Mutual fund managers raised their exposure in bank stocks to an all-time high of nearly Rs 63,000 crore in October this year amid a rally in the stock market.
The move comes after fund managers dropped their investment levels in bank stocks in September, after raising it for seven consecutive months.
According to the latest data available with Securities and Exchange Board of India, MF investments in bank stocks as on October 31 surged to Rs 62,718 crore, accounting for 19.91 per cent of the total equity assets under management (AUMs) of Rs 3.15 lakh crore.
The previous high was in August this year when investment in the sector climbed to Rs 56,625 crore.
In comparison, the MF industry’s exposure to banking sector stood at Rs 55,398 crore in September this year.
MFs had been raising their exposure to banking shares since January.
Software was the second most preferred sector with MFs last month with an exposure of Rs 32,838 crore, followed by pharma (Rs 21,845 crore), auto (Rs 20,282 crore) and finance (Rs 17,843 crore).
Mutual funds are investment vehicles made up of a pool of funds collected from a large number of investors. MFs invest in stocks, bonds, money market instruments and similar assets.
According to market participants, MFs have been showing interest in banking stocks since the beginning of the year amid rising equity market.
They believe that the ongoing market rally might see mutual fund assets getting diversified.
Meanwhile, the banking index (bankex) shot up by nearly 11 per cent in October this year, while the 30-scrip BSE Sensex rose 4.64 per cent.
This year has seen a consistent growth in investment in banking stocks by equity fund managers with fund infusion growing from Rs 30,339 crore in January to Rs 62,718 crore in October.
In percentage term, exposure has risen from 16.6 per cent to 19.91 per cent during the period.

* _TASK A_
Translate this sentence from the mutual fund article into Spanish: "MFs had been raising their exposure to banking shares since January."
* _TASK B_
In the mutual fund article, what figure did investment in the banking sector reach in August, the previous high?
* _TASK C_
From the mutual fund article, extract everything from "The previous high" down to "September this year.".

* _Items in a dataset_

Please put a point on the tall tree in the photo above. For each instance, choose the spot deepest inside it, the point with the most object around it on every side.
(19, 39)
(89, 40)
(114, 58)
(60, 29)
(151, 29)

* _TASK ANSWER A_
Los fondos mutuos habían estado aumentando su exposición a las acciones bancarias desde enero.

* _TASK ANSWER B_
Rs 56,625 crore.

* _TASK ANSWER C_
The previous high was in August this year when investment in the sector climbed to Rs 56,625 crore.
In comparison, the MF industry’s exposure to banking sector stood at Rs 55,398 crore in September this year.